---------- Records for the task

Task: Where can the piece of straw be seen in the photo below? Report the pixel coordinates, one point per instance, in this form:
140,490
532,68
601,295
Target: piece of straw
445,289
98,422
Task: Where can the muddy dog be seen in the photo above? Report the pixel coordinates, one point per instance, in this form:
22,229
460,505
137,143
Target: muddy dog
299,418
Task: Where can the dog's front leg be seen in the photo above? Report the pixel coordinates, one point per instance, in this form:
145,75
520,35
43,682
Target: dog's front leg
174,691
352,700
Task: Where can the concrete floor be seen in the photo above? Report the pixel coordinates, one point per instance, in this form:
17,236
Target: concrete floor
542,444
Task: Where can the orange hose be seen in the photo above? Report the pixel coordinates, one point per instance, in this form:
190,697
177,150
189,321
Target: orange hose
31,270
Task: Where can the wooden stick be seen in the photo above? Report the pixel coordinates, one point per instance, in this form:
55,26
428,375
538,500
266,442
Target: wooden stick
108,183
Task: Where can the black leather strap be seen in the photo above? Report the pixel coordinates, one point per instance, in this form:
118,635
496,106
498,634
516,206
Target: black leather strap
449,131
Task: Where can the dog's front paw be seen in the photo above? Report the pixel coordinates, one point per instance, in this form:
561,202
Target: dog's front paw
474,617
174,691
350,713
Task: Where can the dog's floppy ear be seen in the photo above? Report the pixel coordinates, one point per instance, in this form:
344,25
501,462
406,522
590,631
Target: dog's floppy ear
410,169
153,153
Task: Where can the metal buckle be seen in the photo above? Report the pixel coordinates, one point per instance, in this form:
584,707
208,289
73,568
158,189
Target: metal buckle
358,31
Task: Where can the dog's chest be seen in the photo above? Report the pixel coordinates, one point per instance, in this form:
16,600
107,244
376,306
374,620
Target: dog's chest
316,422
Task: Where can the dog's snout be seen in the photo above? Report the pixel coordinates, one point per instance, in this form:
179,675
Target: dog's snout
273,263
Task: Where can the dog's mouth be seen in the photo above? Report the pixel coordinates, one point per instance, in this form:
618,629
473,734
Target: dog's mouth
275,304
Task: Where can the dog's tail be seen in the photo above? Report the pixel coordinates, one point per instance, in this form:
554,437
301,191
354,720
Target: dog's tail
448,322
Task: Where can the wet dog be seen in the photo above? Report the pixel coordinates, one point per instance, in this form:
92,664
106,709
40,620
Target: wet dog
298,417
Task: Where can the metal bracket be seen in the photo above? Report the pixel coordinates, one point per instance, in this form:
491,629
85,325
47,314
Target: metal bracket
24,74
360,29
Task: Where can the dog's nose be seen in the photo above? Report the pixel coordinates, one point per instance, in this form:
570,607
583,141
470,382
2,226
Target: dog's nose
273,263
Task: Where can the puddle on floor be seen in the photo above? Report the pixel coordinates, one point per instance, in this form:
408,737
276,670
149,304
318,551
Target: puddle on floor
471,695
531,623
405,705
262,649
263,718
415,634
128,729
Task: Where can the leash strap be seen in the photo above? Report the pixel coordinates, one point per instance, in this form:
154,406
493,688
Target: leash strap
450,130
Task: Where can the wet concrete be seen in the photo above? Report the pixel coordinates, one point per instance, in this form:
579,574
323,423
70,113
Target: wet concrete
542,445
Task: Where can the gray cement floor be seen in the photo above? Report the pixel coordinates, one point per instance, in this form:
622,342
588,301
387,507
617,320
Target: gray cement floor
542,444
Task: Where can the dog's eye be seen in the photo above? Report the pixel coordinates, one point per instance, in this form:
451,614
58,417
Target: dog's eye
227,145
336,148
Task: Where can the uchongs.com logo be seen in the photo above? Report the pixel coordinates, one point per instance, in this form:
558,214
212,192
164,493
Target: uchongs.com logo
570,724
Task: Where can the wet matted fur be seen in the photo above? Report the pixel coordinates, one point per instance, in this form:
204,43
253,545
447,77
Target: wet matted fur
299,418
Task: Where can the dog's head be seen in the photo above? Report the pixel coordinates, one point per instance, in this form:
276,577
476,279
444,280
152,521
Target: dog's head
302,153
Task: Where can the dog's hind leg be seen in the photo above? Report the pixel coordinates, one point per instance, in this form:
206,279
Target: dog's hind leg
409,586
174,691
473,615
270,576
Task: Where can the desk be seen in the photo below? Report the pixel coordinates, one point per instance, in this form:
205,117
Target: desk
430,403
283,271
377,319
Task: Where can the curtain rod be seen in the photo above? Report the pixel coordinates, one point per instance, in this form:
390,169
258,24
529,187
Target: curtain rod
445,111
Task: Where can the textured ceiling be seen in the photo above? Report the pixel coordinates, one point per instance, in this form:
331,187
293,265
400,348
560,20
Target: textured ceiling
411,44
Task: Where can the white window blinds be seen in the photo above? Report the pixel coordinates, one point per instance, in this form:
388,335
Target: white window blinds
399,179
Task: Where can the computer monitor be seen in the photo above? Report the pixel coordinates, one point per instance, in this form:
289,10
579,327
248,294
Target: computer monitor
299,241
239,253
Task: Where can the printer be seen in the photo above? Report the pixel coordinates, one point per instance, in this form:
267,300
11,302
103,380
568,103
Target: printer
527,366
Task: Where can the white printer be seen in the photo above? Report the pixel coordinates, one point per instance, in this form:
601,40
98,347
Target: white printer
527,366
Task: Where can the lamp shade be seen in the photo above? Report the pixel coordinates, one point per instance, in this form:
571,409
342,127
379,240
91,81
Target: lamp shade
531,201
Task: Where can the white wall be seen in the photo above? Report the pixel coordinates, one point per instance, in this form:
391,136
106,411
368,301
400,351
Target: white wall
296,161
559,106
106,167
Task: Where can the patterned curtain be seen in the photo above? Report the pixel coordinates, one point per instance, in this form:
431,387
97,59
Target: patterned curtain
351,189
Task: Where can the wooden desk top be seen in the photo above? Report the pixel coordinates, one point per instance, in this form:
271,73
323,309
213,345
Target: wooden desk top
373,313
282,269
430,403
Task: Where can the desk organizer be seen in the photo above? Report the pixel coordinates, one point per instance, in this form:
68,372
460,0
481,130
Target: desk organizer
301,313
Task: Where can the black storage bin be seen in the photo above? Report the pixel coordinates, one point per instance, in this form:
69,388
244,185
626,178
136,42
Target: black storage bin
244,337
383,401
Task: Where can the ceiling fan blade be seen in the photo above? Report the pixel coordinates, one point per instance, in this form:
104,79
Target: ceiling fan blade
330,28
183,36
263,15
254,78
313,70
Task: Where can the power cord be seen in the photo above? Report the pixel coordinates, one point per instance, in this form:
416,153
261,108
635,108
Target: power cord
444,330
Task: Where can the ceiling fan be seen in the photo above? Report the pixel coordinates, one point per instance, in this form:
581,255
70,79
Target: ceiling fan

--------------------

Turn the data above into a numbered list with one line per item, omitting any blank lines.

1. Task: Where can the piece of straw be seen in the photo below? Report the pixel coordinates, one point per instance, in this form:
2. 140,490
3. 532,68
4. 601,295
5. Target: piece of straw
6. 445,289
7. 98,422
8. Task: Where can the muddy dog be seen in the photo above? Report the pixel coordinates, one point per instance, in this form:
9. 22,229
10. 460,505
11. 137,143
12. Target: muddy dog
13. 299,418
14. Task: Where can the dog's front leg be seen in the photo above? Report the pixel coordinates, one point per instance, in this form:
15. 145,75
16. 520,35
17. 43,682
18. Target: dog's front leg
19. 174,691
20. 352,700
21. Task: Where can the concrete floor be seen in the photo above? Report the pixel coordinates, one point per instance, in this form:
22. 17,236
23. Target: concrete floor
24. 542,444
25. Task: Where can the orange hose be seen in the photo above? Report the pixel coordinates, one point per instance, in this form:
26. 190,697
27. 177,150
28. 189,321
29. Target: orange hose
30. 31,270
31. Task: Where can the wooden stick be seen in the photo above? Report the pixel coordinates, one point per instance, in this form:
32. 55,26
33. 428,375
34. 538,500
35. 266,442
36. Target: wooden stick
37. 108,183
38. Task: Where can the black leather strap be seen in the photo above? Report the pixel coordinates, one point per instance, in this form:
39. 118,635
40. 496,106
41. 498,634
42. 516,206
43. Target: black leather strap
44. 449,131
45. Task: Where can the dog's front paw be seen in the photo above? Report the pixel coordinates, one point per instance, in this form:
46. 561,202
47. Target: dog's front paw
48. 474,617
49. 174,691
50. 350,713
51. Task: Where can the dog's floppy ear be seen in the photo above? Report the pixel coordinates, one point per instance, in this form:
52. 344,25
53. 501,462
54. 406,522
55. 590,631
56. Target: dog's floppy ear
57. 410,169
58. 153,153
59. Task: Where can the metal buckle be seen in the photo above? Report the pixel coordinates, one point per instance, in this form:
60. 584,707
61. 208,289
62. 73,568
63. 158,189
64. Target: metal buckle
65. 358,31
66. Task: Where can the dog's chest be seen in the photo above? Report the pixel coordinates, one point per instance, in this form:
67. 16,600
68. 107,244
69. 376,306
70. 374,620
71. Target: dog's chest
72. 316,422
73. Task: Where can the dog's snout be seen in the photo above? Report the pixel coordinates, one point per instance, in this form:
74. 179,675
75. Target: dog's snout
76. 273,263
77. Task: Where can the dog's mouth be seen in the photo above? Report the pixel coordinates, one point per instance, in this form:
78. 618,629
79. 473,734
80. Target: dog's mouth
81. 275,304
82. Task: Where can the dog's tail be seen in the photo above? Report the pixel coordinates, one point per instance, in this form:
83. 554,437
84. 301,191
85. 354,720
86. Target: dog's tail
87. 448,322
88. Task: Where can the wet dog be seen in the photo above? Report the pixel coordinates, one point per instance, in this form:
89. 92,664
90. 106,709
91. 40,620
92. Target: wet dog
93. 298,417
94. Task: Where can the metal bracket be seen in the photo above? Report the pixel coordinates, one point per instance, in this form:
95. 491,629
96. 85,325
97. 47,314
98. Target: metal bracket
99. 24,74
100. 360,29
101. Task: Where can the dog's nose be seen in the photo above? Report the pixel coordinates, one point per instance, in this form:
102. 570,607
103. 583,141
104. 470,382
105. 2,226
106. Target: dog's nose
107. 273,263
108. Task: Where can the puddle on floor be seen in the photo above? Report the pixel coordinates, one point per instance, in this form:
109. 408,737
110. 276,670
111. 149,304
112. 318,551
113. Target: puddle on floor
114. 471,695
115. 531,623
116. 405,705
117. 262,649
118. 263,718
119. 415,634
120. 128,729
121. Task: Where can the leash strap be seen in the photo above? Report the pixel coordinates, one point per instance, in this form:
122. 154,406
123. 493,688
124. Target: leash strap
125. 450,130
126. Task: Where can the wet concrete be seen in the photo above? Report the pixel coordinates, one point per instance, in this form:
127. 579,574
128. 323,423
129. 70,113
130. Target: wet concrete
131. 542,445
132. Task: Where can the gray cement floor be seen in the photo above? Report the pixel coordinates, one point per instance, in this form:
133. 622,342
134. 588,301
135. 387,507
136. 617,320
137. Target: gray cement floor
138. 542,444
139. Task: Where can the dog's eye be seen in the photo above? Report the pixel coordinates, one point per instance, in this form:
140. 451,614
141. 58,417
142. Target: dog's eye
143. 227,145
144. 336,148
145. Task: Where can the uchongs.com logo be seen in the photo above? Report the pixel coordinates, one point per instance, in this form:
146. 558,214
147. 212,192
148. 164,493
149. Target: uchongs.com logo
150. 570,724
151. Task: Where can the wet matted fur be seen in the photo above? Report the pixel coordinates, one point per instance, in this form:
152. 204,43
153. 253,545
154. 447,77
155. Target: wet matted fur
156. 299,418
157. Task: Where can the dog's head be seen in the photo above? Report the pixel coordinates, one point per instance, in this form:
158. 276,577
159. 476,279
160. 444,280
161. 152,521
162. Target: dog's head
163. 302,153
164. Task: Where can the dog's hind leg be seen in the photo above? Report the pixel coordinates, one point per instance, in this form:
165. 206,279
166. Target: dog's hind leg
167. 409,586
168. 174,691
169. 473,615
170. 270,576
171. Task: Where can the desk be seen in the photo below? Report the pixel coordinates, one point per instance, in this form:
172. 205,117
173. Target: desk
174. 430,403
175. 283,271
176. 377,319
177. Task: Where can the curtain rod be seen in the photo above? Report the pixel coordinates, one point per instance, in this form:
178. 390,169
179. 258,24
180. 529,187
181. Target: curtain rod
182. 445,111
183. Task: Where can the textured ceiling be seen in the photo above? Report the pixel coordinates, one point per instance, in this form:
184. 331,187
185. 293,265
186. 400,348
187. 560,20
188. Target: textured ceiling
189. 411,44
190. Task: Where can the white window blinds be seen in the photo above? Report the pixel coordinates, one point per instance, in this form:
191. 388,335
192. Target: white window blinds
193. 399,179
194. Task: Where can the computer monitor be seen in the photo above? Report the pixel coordinates, one point per instance, in this form:
195. 289,10
196. 579,327
197. 248,294
198. Target: computer monitor
199. 299,241
200. 239,253
201. Task: Where can the printer be seen in the photo above? Report the pixel coordinates, one point per instance, in this form:
202. 267,300
203. 11,302
204. 103,380
205. 568,103
206. Target: printer
207. 527,366
208. Task: Where can the white printer be seen in the photo above? Report the pixel coordinates, one point per instance, in this form:
209. 601,40
210. 98,347
211. Target: white printer
212. 527,366
213. Task: Where can the lamp shade be seen in the photo above? Report the pixel coordinates, one point per instance, in this form:
214. 571,409
215. 342,127
216. 379,240
217. 91,81
218. Target: lamp shade
219. 531,201
220. Task: Where can the white wall be seen in the photo above? Report the pixel coordinates, one point per instance, in this form:
221. 391,136
222. 106,411
223. 368,301
224. 400,351
225. Target: white wall
226. 296,161
227. 559,106
228. 106,167
229. Task: Where can the patterned curtain be seen in the photo above? Report the pixel coordinates, one point per instance, in this form:
230. 431,387
231. 97,59
232. Target: patterned curtain
233. 351,189
234. Task: Where can the wooden desk top be seen in the photo above? Report the pixel coordinates, one point per instance, in this form:
235. 271,73
236. 323,309
237. 213,345
238. Target: wooden desk top
239. 373,313
240. 282,269
241. 430,403
242. Task: Where can the desk organizer be seen in the photo above? Report the pixel coordinates, one point per instance, in this form:
243. 68,372
244. 460,0
245. 481,130
246. Target: desk organizer
247. 301,313
248. Task: Where can the black storage bin be seen in the photo above? Report the pixel coordinates, one point per instance, in this form:
249. 69,388
250. 244,185
251. 626,178
252. 136,42
253. Target: black storage bin
254. 244,337
255. 383,401
256. Task: Where can the ceiling fan blade be seen in the photo above? Report the pixel coordinates, one point per instance, in this form:
257. 104,79
258. Target: ceiling fan blade
259. 330,28
260. 183,36
261. 263,15
262. 254,78
263. 313,70
264. Task: Where can the power cord be seen in the photo above? Report the pixel coordinates, one point per instance, in this form:
265. 416,153
266. 261,108
267. 635,108
268. Target: power cord
269. 444,330
270. Task: Where can the ceiling fan be seen in the photo above? Report the pixel coordinates, one point per instance, in this form:
271. 581,255
272. 70,79
273. Target: ceiling fan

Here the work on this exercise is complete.